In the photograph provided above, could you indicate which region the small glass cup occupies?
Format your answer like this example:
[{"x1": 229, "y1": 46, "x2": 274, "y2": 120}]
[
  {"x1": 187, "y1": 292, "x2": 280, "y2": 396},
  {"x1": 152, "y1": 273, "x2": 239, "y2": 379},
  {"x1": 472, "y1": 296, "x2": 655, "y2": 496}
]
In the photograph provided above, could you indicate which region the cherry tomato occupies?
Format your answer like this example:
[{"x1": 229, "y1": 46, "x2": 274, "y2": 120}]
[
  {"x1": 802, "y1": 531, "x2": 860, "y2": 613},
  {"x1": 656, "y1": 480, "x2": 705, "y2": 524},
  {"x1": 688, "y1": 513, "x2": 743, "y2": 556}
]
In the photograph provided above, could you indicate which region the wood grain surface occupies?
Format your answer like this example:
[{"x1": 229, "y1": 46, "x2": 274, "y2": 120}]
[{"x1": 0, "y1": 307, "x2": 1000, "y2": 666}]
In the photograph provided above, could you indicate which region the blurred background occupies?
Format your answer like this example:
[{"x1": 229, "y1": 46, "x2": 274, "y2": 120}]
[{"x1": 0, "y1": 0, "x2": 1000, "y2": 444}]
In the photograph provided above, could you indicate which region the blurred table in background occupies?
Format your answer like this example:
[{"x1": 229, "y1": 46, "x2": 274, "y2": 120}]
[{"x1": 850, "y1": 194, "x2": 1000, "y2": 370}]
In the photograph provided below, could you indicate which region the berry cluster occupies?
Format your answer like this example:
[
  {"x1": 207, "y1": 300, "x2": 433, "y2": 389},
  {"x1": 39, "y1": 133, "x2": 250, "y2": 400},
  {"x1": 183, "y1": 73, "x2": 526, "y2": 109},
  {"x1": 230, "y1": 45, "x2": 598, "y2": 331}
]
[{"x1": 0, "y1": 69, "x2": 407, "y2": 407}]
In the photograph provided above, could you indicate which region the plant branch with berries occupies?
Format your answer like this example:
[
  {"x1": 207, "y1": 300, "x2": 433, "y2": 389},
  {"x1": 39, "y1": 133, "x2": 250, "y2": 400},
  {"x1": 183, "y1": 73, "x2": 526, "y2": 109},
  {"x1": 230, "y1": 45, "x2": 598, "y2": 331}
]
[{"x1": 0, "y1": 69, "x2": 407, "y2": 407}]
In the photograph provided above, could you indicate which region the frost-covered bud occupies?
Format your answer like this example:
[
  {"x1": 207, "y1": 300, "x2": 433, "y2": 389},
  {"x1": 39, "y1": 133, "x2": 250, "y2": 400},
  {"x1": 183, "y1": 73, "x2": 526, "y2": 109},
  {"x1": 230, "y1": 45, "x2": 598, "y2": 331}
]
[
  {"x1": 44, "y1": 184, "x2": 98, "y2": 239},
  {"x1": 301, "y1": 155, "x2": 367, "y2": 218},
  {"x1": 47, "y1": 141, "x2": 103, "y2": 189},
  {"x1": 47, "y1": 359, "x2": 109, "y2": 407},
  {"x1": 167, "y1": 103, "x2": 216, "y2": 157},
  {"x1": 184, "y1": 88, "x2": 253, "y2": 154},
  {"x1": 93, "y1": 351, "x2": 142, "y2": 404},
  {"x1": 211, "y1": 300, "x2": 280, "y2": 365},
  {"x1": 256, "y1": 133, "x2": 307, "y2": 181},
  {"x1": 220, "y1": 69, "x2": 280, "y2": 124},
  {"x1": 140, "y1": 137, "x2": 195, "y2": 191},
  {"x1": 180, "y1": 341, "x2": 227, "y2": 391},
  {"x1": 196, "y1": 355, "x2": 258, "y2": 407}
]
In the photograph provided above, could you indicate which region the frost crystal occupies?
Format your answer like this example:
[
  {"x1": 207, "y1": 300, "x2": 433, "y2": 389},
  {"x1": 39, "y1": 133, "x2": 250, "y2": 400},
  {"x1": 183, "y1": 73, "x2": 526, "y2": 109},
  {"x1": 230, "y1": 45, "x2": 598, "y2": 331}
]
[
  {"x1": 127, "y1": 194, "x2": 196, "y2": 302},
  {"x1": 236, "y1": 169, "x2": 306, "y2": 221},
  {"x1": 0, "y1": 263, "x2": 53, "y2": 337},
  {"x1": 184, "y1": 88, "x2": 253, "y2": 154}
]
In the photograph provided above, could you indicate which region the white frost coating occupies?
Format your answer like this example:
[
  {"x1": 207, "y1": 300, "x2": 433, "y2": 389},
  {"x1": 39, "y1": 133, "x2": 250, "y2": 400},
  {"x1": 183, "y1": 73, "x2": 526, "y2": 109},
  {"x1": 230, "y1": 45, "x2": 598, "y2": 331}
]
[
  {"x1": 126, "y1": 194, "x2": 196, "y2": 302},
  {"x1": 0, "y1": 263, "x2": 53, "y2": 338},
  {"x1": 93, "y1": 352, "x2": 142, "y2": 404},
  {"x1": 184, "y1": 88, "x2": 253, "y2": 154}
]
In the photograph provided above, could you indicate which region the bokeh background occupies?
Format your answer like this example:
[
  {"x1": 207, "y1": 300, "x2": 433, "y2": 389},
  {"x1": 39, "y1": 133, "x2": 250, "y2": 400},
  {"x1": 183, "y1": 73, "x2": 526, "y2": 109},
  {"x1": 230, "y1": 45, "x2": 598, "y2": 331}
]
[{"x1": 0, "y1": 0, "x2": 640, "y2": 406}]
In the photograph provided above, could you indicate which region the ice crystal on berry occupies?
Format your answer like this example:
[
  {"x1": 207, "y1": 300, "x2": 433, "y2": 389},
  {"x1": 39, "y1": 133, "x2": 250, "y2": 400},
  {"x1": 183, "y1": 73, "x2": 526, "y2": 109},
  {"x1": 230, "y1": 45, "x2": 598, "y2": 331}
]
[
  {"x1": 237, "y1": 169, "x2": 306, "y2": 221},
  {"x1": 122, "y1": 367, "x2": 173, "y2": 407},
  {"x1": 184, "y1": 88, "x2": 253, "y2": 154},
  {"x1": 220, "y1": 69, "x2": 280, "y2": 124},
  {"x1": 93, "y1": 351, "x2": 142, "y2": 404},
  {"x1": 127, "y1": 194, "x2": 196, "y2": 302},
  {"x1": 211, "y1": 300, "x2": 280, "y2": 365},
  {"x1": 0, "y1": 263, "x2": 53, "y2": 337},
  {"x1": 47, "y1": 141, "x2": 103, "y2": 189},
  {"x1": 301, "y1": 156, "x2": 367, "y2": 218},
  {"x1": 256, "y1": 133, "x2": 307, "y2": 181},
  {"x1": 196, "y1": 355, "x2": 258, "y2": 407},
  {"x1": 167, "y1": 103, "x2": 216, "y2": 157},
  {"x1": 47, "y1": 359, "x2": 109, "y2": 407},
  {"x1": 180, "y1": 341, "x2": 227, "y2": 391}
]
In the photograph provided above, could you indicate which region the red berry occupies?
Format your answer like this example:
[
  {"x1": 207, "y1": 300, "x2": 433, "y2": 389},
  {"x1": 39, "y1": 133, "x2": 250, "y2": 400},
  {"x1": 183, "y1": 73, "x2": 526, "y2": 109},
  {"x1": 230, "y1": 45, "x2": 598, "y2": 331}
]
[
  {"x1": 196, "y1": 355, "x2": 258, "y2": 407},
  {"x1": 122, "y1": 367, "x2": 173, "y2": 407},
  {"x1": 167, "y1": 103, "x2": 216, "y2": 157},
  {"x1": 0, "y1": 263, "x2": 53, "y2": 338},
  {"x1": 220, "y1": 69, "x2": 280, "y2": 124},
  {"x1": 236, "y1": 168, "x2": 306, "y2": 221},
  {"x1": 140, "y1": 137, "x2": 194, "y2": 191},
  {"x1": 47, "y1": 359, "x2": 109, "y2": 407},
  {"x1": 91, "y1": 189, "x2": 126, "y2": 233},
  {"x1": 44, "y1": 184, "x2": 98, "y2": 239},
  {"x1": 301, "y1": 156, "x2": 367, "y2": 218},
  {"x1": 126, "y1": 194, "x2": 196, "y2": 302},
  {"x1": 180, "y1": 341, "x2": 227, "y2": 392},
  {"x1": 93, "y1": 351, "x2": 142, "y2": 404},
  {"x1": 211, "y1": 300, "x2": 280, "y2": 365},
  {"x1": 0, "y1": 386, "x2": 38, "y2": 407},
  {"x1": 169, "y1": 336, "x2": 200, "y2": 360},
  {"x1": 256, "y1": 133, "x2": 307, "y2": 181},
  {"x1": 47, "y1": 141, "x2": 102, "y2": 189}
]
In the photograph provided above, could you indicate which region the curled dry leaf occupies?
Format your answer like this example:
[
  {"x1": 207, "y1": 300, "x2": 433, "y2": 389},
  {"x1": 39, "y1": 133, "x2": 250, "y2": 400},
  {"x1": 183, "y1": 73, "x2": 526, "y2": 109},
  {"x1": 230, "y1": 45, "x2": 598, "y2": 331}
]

## YOUR INSTRUCTIONS:
Copy out the listing again, beginning at the line that has "dry leaf occupies?" and stopping after the final line of the listing.

## OUTPUT FOR THIS TASK:
In the photograph provided above, could you indicate which region the curled dry leaf occupies?
Format your answer like this example:
[
  {"x1": 207, "y1": 300, "x2": 433, "y2": 389},
  {"x1": 39, "y1": 133, "x2": 250, "y2": 400},
  {"x1": 183, "y1": 73, "x2": 526, "y2": 109},
  {"x1": 230, "y1": 45, "x2": 598, "y2": 331}
]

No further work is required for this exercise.